_Prompt A_
Which companies does the forum thread about ChatGPT's API speed mention by name?
_Prompt B_
How would you sum up the forum thread in two sentences?

_Text for analysis_
Chat GPT's API is significantly slower than the website with GPT Plus

Microsoft just dropped the nerf bat. One request every min now. Even though my cognitive bill is $400 so far this month, they restrict me now. They are clamping down on AI agents instead of just expanding infrastructure. Sad. They are limiting this technology and development.

1 Like

is it so hard to people here to realize that they are intentionally limit this to make sure none of you is going to build something big enough before them? this industry is not for you indies and devs.
This is like the hardware chip industry, only the big companies have a place in this.

This is probably a mistake because in weeks, many small startups will start offering this exact capability, don’t forget they invent nothing new, this tech was actually developed outside the US, and most researches are outside the US, it’s just that THEY trained it with the whole internet data, having friends and access to ceo’s of Reddit, Github etc.

ok, i figured out. everything works like expected and is fast. the answer is: stream
and i was wrong. stream is working also with chat api.

1 Like

What I don’t get is why they don’t just raise prices for the API to something more demand/supply based. Cloud does this and it works just fine. As new resources come in, they can lower prices.

Leave the web interface alone, of course, so people can play around, but if people have high value cases which don’t use a lot of tokens, they should be able to use the API - imho.

_Extracted information_
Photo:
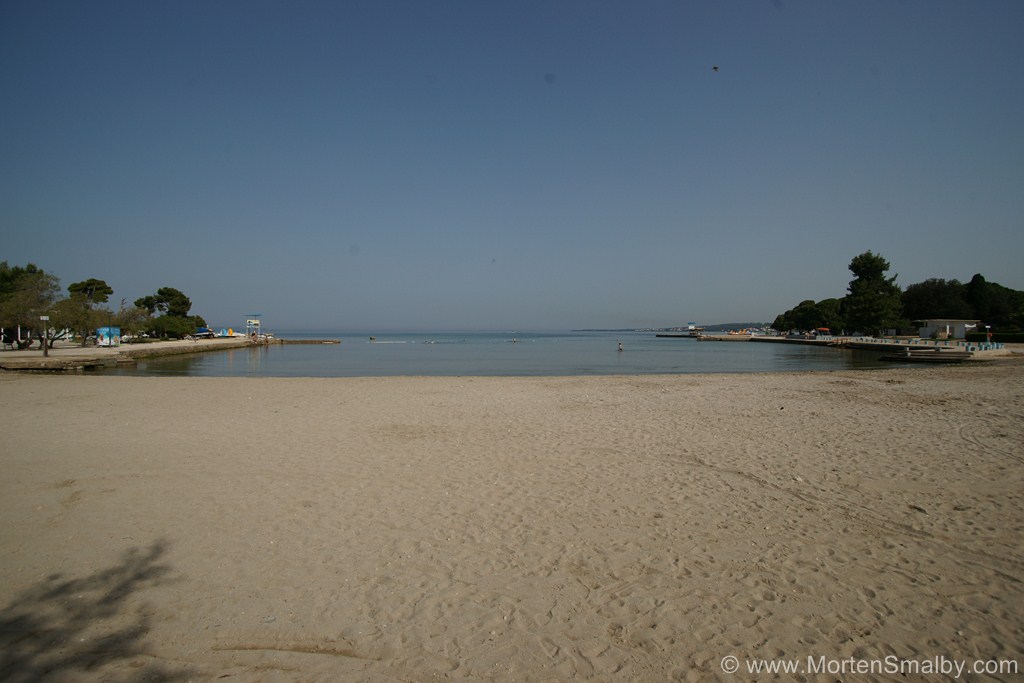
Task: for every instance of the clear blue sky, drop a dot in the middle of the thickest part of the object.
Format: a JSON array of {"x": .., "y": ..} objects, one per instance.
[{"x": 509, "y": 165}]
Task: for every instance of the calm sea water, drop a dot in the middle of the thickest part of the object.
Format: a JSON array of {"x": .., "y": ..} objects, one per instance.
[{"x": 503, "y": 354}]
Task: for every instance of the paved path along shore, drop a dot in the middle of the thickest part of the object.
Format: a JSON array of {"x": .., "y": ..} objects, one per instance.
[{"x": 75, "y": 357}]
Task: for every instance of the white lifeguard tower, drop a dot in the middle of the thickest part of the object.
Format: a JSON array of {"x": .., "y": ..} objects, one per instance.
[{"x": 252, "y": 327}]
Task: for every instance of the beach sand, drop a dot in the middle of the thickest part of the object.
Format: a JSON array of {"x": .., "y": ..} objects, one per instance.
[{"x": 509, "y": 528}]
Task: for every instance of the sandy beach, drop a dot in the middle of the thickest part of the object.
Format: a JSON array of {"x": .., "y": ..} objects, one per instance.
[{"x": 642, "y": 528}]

* * *

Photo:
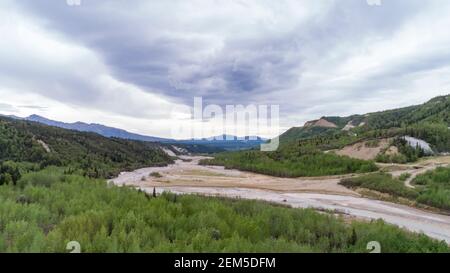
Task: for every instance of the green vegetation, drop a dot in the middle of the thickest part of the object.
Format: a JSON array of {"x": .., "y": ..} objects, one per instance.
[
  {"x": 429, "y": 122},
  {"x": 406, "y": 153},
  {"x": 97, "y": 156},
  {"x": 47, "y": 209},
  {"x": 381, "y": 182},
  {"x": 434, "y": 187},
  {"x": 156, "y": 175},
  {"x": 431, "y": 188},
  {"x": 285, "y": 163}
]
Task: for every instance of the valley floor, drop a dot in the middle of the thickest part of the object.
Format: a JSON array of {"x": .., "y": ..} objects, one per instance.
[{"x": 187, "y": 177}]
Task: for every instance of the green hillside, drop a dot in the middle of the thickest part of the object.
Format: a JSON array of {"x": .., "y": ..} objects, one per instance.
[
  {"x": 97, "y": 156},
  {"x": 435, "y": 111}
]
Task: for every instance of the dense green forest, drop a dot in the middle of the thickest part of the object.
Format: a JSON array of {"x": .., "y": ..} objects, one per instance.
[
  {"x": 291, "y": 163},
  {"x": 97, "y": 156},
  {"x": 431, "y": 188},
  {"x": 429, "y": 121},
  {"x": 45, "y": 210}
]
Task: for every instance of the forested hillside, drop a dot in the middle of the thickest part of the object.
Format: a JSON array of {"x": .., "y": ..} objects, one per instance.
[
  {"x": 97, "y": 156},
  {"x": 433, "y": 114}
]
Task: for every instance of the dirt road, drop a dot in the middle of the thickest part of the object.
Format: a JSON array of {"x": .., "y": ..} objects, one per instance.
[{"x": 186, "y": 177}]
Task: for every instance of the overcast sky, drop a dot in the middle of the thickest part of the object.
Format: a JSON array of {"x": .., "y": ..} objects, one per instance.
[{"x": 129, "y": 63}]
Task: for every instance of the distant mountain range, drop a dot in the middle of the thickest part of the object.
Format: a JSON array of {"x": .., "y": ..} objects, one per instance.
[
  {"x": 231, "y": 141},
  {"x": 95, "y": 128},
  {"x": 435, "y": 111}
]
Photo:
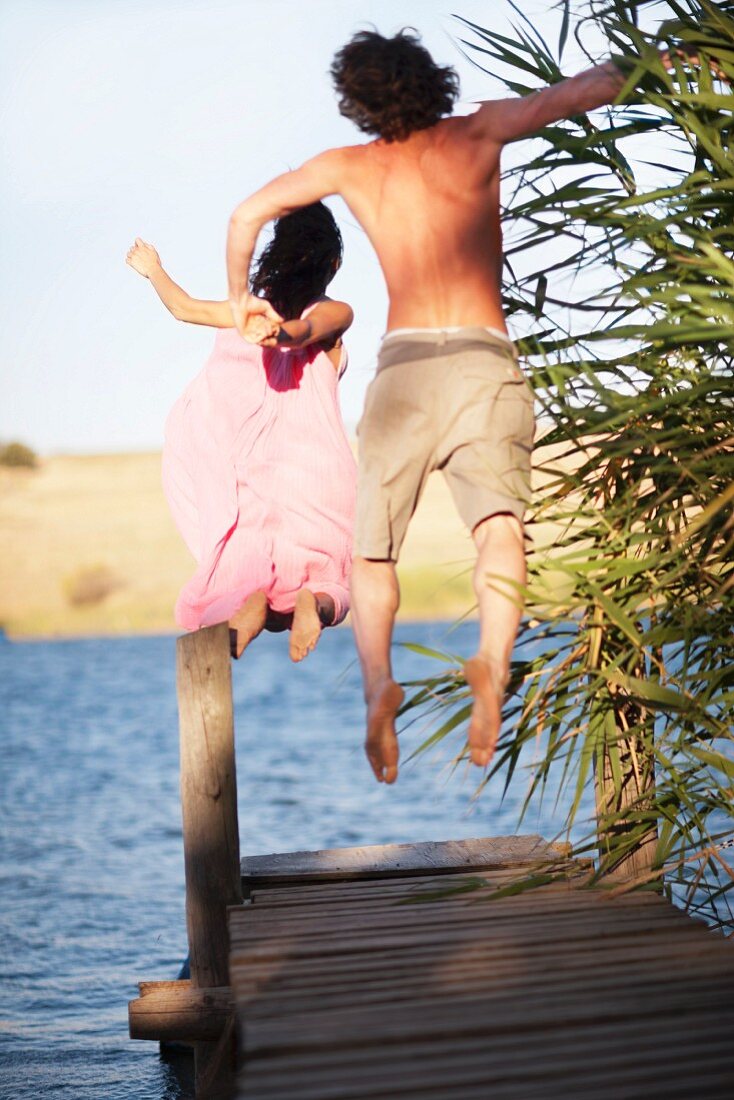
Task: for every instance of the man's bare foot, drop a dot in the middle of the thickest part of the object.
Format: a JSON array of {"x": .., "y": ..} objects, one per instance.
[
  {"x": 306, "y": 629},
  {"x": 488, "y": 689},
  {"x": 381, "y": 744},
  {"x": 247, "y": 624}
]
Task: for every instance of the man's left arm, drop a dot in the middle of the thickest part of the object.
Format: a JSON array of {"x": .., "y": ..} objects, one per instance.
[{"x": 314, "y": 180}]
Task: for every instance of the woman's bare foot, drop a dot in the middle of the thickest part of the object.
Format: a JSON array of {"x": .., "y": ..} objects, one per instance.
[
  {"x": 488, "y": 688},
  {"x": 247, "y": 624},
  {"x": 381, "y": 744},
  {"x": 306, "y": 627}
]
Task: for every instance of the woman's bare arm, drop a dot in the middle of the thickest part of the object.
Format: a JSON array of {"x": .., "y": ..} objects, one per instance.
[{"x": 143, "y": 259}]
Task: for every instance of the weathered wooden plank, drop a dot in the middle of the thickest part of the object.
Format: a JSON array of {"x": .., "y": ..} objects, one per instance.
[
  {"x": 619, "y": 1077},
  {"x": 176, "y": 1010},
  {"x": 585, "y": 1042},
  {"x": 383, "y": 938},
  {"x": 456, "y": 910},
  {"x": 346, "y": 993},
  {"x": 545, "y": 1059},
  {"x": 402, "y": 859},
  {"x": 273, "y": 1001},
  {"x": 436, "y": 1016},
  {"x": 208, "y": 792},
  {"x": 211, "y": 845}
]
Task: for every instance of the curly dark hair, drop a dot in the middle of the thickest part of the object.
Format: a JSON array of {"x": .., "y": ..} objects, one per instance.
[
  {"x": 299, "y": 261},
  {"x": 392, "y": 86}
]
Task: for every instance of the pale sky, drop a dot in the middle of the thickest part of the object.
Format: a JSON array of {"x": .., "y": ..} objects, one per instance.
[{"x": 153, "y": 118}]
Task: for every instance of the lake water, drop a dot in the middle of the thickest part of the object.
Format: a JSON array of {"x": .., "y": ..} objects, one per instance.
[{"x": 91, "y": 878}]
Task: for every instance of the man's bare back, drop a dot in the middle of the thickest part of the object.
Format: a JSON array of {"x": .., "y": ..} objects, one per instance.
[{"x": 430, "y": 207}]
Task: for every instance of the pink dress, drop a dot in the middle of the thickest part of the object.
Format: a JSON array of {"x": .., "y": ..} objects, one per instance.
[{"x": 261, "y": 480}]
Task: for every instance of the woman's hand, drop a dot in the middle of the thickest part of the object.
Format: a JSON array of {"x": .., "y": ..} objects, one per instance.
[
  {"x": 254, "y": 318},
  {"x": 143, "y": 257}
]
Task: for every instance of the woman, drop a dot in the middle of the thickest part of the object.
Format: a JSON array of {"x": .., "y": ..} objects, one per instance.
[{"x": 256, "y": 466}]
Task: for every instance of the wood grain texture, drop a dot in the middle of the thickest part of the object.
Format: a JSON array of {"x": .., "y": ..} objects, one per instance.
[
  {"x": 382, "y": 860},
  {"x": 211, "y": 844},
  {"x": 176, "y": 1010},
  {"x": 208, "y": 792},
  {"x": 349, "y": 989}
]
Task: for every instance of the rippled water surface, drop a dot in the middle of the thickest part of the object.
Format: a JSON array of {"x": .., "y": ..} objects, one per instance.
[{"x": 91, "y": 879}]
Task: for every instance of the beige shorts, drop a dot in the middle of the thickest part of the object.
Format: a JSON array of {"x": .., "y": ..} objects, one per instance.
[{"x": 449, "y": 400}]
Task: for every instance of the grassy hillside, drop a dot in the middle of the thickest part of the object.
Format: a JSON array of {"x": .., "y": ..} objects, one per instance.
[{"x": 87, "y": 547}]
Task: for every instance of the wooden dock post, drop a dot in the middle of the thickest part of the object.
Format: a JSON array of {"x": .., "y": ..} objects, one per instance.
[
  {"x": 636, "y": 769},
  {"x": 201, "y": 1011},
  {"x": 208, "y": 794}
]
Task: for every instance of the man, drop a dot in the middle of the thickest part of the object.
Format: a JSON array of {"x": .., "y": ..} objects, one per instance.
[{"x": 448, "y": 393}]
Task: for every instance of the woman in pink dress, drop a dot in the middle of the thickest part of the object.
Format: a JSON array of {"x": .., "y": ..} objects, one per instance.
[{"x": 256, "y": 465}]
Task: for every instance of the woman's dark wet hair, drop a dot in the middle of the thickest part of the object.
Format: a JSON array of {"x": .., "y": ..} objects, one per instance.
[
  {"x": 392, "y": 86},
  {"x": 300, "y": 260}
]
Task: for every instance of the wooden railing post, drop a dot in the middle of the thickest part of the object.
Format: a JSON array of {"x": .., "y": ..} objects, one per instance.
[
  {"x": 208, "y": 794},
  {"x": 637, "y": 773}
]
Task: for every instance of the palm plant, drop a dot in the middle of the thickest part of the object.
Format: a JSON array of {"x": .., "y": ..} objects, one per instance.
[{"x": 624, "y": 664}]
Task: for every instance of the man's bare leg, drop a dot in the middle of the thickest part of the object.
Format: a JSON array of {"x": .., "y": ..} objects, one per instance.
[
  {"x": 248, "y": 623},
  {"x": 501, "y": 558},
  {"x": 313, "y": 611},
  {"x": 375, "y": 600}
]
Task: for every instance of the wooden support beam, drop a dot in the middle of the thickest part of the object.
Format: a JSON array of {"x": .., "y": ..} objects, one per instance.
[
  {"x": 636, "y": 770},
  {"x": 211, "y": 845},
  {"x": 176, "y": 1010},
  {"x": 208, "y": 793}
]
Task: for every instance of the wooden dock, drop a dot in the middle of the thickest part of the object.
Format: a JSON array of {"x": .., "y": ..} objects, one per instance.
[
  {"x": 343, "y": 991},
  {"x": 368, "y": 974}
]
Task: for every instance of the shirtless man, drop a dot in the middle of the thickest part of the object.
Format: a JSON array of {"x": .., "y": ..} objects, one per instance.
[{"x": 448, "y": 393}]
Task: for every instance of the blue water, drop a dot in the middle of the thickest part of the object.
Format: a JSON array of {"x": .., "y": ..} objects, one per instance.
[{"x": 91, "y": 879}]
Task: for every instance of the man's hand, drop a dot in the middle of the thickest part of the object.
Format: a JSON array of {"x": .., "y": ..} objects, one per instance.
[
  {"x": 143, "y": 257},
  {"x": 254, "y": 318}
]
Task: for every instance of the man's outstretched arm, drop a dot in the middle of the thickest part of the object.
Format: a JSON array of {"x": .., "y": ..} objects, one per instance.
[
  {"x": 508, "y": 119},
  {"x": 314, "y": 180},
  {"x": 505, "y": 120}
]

* * *

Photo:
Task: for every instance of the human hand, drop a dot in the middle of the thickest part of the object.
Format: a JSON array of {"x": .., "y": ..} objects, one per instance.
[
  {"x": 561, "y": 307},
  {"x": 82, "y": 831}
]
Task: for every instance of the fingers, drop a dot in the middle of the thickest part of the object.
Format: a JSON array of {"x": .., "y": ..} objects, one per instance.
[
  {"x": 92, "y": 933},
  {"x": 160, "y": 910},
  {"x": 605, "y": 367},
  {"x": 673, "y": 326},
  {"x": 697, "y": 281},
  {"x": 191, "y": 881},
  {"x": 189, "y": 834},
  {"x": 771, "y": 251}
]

_Exercise result A_
Microsoft, Reddit, Github

_Exercise result B_
One poster complains that Microsoft now allows only one request per minute despite a $400 bill so far this month, and another argues that the limits are intentional to keep independent developers from building something big. A third poster found that streaming makes the chat API work fast, while a fourth suggests pricing the API by demand and supply and leaving the web interface alone.